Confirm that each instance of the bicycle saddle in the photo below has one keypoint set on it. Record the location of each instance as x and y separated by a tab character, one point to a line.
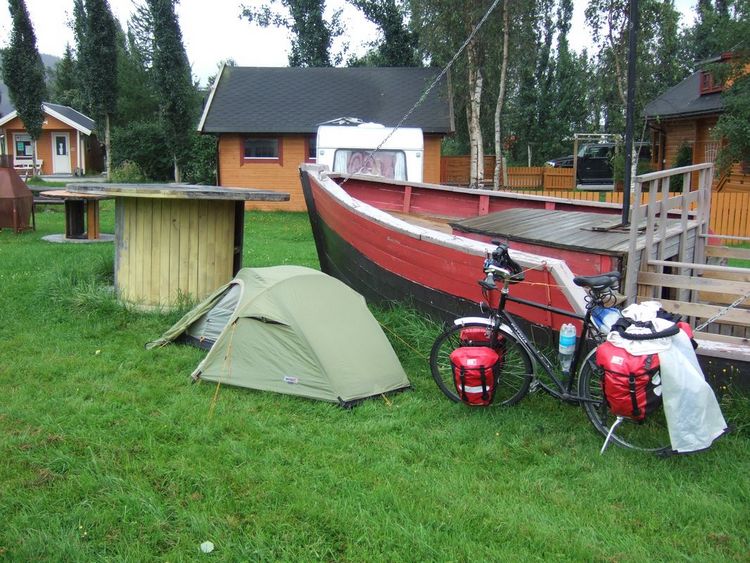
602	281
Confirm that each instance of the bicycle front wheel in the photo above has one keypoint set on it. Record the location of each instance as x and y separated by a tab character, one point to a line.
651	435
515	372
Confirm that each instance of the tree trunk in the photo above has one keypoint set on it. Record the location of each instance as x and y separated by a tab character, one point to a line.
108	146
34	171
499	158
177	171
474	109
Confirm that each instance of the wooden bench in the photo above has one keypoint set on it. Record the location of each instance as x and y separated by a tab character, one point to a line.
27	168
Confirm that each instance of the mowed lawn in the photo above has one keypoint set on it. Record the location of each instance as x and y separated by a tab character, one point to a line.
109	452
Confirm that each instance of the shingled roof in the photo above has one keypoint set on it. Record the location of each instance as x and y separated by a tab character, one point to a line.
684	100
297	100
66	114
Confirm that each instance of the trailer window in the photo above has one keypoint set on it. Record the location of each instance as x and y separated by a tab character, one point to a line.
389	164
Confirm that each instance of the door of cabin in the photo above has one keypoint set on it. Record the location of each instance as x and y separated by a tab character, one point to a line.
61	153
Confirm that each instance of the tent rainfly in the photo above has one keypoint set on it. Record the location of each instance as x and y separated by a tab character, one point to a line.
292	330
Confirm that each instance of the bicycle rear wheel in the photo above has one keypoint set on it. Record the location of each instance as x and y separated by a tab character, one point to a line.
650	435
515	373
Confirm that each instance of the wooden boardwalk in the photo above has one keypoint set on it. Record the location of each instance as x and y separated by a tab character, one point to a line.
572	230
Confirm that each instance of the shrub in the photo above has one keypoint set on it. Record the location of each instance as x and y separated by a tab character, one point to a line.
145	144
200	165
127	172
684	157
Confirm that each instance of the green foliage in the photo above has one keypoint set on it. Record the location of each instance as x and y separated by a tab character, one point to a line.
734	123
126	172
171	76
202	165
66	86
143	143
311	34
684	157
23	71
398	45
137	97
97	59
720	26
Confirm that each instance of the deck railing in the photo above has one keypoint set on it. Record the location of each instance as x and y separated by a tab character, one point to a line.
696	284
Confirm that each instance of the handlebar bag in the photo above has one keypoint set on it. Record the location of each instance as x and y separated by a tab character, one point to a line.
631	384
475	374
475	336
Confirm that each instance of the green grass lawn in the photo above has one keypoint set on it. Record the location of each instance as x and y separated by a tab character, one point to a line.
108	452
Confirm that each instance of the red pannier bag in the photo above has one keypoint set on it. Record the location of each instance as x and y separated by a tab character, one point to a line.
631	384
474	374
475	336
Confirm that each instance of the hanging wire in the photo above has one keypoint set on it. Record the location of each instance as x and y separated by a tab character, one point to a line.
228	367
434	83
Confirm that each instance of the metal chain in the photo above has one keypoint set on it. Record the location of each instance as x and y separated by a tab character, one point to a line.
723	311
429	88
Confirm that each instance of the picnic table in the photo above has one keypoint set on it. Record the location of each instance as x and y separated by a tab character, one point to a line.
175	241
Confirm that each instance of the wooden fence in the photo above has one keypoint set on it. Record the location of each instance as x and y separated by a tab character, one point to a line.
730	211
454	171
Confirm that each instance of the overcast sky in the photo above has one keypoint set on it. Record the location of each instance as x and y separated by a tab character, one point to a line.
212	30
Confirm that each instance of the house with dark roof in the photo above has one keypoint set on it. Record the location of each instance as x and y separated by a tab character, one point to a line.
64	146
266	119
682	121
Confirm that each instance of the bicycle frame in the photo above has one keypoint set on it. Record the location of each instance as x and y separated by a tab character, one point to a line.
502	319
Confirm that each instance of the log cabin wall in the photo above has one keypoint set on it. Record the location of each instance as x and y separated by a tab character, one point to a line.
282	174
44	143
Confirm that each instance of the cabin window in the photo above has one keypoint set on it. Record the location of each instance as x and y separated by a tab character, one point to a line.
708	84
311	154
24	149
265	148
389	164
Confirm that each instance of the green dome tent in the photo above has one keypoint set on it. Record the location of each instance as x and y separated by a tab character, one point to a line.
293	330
****************
Restate each line of the records exactly; pictures do not belong in the copy.

→ RESPONSE TO THIS TASK:
Confirm that each instance of the bicycle saddle in the photo below has one keypoint set on it. Record the location of each instance as x and y separated by a tab character, one point to a line.
602	281
Confirm that each instance of the bicycle front wheel in the photo above has one keypoint set on it. Record the location of each instance as x and y separated by a tab character, one point to a line.
651	435
515	372
Confirm that each instance of the tree trunk in the photo above has one keypoint set on it. Record the location of each instance as x and y separated by a tab character, one point to a line.
108	146
34	171
499	158
177	171
474	109
Confirm that each instance of the wooden bench in the photo above has one keypoint set on it. Record the location of each instance as x and y separated by a tab character, one point to a line.
27	168
Confirm that each instance of the mowed lawn in the photo above has one keypoint set on it. Record the location of each instance as x and y separated by a tab character, one point to a line.
109	452
Confirm that each instance of the shingled roof in the photo above has one keypoint set on it. Record the location of each instance as x and y separated by a tab character, one point to a line.
684	100
297	100
66	114
Confirm that each instance of the trailer window in the photo above has one keypoint set on it. Record the location of each instance as x and y separated by a tab character, one point to a line.
389	164
Confirm that each instance of the door of cabin in the photo above has one keypoint set on it. Record the location of each instance as x and y separated by a tab character, one point to a line.
61	153
Confirm that each instance of the tent rainfly in the photo above has one keypoint set on it. Record the location of each instance as x and y separated by a tab character, one point to a line.
292	330
Confirm that each instance of the bicycle rear wheel in the photo above has one keypoint set on it. Record the location of each instance as x and y separated by a tab character, one point to a line.
650	435
515	373
Confirm that each instance of the wooden boardwalk in the photo above has one keypoint set on it. Record the location of each instance as x and y separated by a tab character, one point to a line.
572	230
Confirm that each instance of the shrub in the photo above has one keypoint set on it. Record the location of each instance as x and y separated by a tab character, one point to a line.
145	144
200	165
127	172
684	157
Confirm that each instance of the green foliage in the photo above has one keypoint set on it. Record the location of each instance as x and y separated by a tab character, one point to a line.
734	123
126	172
171	76
202	165
66	86
143	143
311	34
684	157
23	71
398	45
137	97
97	59
720	26
Confirm that each instance of the deck railing in the photo above has one keypoint set on it. Record the location of each instance as x and y separated by a tab character, one point to a line.
696	284
Confirm that each instance of the handlebar bag in the photo above has one keypoint set on it. Record the location of each instance as x and y separated by a tab character, one point to a line.
631	384
475	374
475	336
Confirm that each instance of the green grass lawn in the photo above has one keypoint set on it. Record the location of each instance as x and y separated by a tab character, one point to a line.
108	452
Confirm that each instance of the red pannier bag in the photo above has one keypoint set on it. Record the location of each instance as x and y separated by a tab character, one point to a line.
631	384
474	374
475	336
Confirm that each instance of the hanging wire in the photo above has one keypoint set on it. Record the location of each instance as x and y separated by a tab character, one point to a line.
228	367
434	83
Confirm that each instance of the metal chain in the photo above has one keypoint set on it. Record the location of each instance as x and y separated by a tab character, one point to a line.
723	311
429	88
Confirm that each instance of the picnic table in the photo above has one keypoint set on it. Record the location of each instance as x and y separated by a tab character, one point to a line.
175	241
Confirm that each instance of the wooden fence in the photo above has one keypoint set on it. Record the location of each instance as x and y separated by a tab character, one point to a line.
730	211
454	171
Confirm that each instance of the overcast sky in the photo above has one keypoint set on it. Record the location of each instance as x and y separated by a tab character, one point to a line.
212	30
Confirm that each instance of the house with dark roof in the photo above has one keypoint set on it. Record the location of each instance as x and y separated by a tab character, one point to a line.
64	146
266	119
682	121
Confirm that each instance of the bicycle frame in the photo above has one keypoint set on it. Record the location of each instance as x and y separated by a tab character, one point to a line.
502	319
Confirm that each instance of the log cabin wall in the photo above has one keypoint set on it. Record the location of each instance as x and y separated by a tab character, one point to a line.
282	174
44	143
Confirm that each instance of the cabin window in the photo above has one keypoint set on it. Record the location of each instance as x and y separated by a tab character, one point to a line.
708	84
311	154
24	149
265	148
389	164
Confirm that each instance of the green dome tent in the photo above has one keypoint set on it. Record the location of each instance as x and y separated by a tab character, one point to a line.
293	330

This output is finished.